— What the task requires —
Each entry has to be given again in its exact wording, and no picture may appear in the result.

— Source material —
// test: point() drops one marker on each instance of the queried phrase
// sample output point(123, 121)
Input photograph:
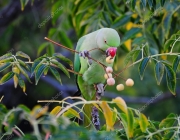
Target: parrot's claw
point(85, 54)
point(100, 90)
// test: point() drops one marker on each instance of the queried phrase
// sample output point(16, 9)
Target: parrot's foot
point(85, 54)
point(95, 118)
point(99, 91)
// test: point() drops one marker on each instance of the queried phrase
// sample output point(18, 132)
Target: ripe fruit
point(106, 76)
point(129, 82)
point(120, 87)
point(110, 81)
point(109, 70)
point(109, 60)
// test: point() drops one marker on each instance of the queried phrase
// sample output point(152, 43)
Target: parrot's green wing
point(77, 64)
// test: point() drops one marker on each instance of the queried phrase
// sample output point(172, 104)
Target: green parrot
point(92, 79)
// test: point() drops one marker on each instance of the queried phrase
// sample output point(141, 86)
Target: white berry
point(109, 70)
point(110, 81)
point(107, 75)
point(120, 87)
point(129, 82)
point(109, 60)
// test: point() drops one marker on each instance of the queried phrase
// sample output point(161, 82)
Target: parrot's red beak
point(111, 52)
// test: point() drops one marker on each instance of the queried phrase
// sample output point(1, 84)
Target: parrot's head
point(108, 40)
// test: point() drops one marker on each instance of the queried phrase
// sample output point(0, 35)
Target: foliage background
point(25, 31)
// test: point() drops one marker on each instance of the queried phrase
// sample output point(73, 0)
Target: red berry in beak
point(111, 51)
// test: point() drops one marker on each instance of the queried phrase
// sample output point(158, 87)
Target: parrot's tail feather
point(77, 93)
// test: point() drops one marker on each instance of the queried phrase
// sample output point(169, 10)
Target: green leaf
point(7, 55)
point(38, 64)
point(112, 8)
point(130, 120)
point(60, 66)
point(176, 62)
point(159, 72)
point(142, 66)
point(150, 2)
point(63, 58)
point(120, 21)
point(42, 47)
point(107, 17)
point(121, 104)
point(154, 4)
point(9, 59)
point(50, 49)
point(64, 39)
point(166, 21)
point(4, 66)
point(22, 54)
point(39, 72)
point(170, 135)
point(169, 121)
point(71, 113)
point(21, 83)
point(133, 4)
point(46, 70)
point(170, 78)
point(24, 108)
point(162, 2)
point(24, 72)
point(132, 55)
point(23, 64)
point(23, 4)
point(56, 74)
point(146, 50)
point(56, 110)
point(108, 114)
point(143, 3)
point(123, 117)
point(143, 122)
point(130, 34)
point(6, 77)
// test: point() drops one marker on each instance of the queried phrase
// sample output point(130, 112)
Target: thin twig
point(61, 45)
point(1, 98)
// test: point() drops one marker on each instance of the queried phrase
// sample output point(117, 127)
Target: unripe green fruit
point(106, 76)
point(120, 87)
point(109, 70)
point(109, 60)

— Problem solution —
// test: point() drops one marker on each instance of the queried phrase
// sample output point(123, 121)
Input photograph:
Target: parrot's claw
point(85, 54)
point(100, 90)
// test: point() drops one marker on each instance of the queried phrase
// sample output point(16, 9)
Target: parrot's foot
point(85, 54)
point(95, 118)
point(99, 91)
// test: point() drops one marker on each instance of the queried phrase
// sample output point(18, 132)
Target: ripe fruit
point(106, 76)
point(129, 82)
point(120, 87)
point(110, 81)
point(109, 70)
point(109, 60)
// test: point() drops one marker on each instance of the queried phrase
// sample output point(152, 43)
Target: parrot's green wing
point(77, 64)
// test: point() drops one marker on each instance of the queried phrase
// sample output point(172, 104)
Target: green parrot
point(92, 79)
// test: point() drops one marker on each instance of the queried phrase
// sample output point(141, 86)
Target: white berry
point(109, 70)
point(110, 81)
point(107, 75)
point(120, 87)
point(129, 82)
point(109, 60)
// test: point() drops one marker on each instance of the queried phrase
// sample output point(161, 82)
Target: parrot's red beak
point(111, 52)
// test: point() drops one marker on each instance of the queried phrase
// sample output point(1, 84)
Target: parrot's head
point(108, 40)
// test: point() drops one marker on each instance of the queried phrase
// sample output point(0, 35)
Target: foliage background
point(25, 31)
// test: point() drops one marker on each instance of the queried phrase
// sample output point(73, 0)
Target: red berry in beak
point(111, 51)
// test: point() drops one marker on each instance of the queried phrase
// sample output point(158, 87)
Target: parrot's tail feather
point(77, 93)
// test: point() drops one marker on each instance of the queried phrase
// sample output point(169, 10)
Target: green leaf
point(7, 55)
point(38, 64)
point(112, 8)
point(130, 120)
point(60, 66)
point(176, 62)
point(159, 72)
point(142, 66)
point(150, 2)
point(63, 58)
point(120, 21)
point(42, 47)
point(107, 17)
point(121, 104)
point(154, 4)
point(9, 59)
point(50, 49)
point(64, 39)
point(166, 21)
point(4, 66)
point(22, 54)
point(39, 72)
point(170, 135)
point(169, 121)
point(71, 113)
point(21, 83)
point(133, 4)
point(46, 70)
point(170, 78)
point(24, 108)
point(162, 2)
point(24, 72)
point(132, 55)
point(23, 64)
point(23, 4)
point(56, 74)
point(146, 50)
point(56, 110)
point(108, 114)
point(143, 3)
point(123, 117)
point(143, 122)
point(130, 34)
point(6, 77)
// test: point() drops one marker on each instance of the queried phrase
// sample output point(130, 112)
Target: thin twig
point(61, 45)
point(1, 98)
// test: point() drops one marker on each instance of the queried phrase
// sample output point(117, 127)
Target: unripe green fruit
point(106, 76)
point(120, 87)
point(109, 70)
point(109, 60)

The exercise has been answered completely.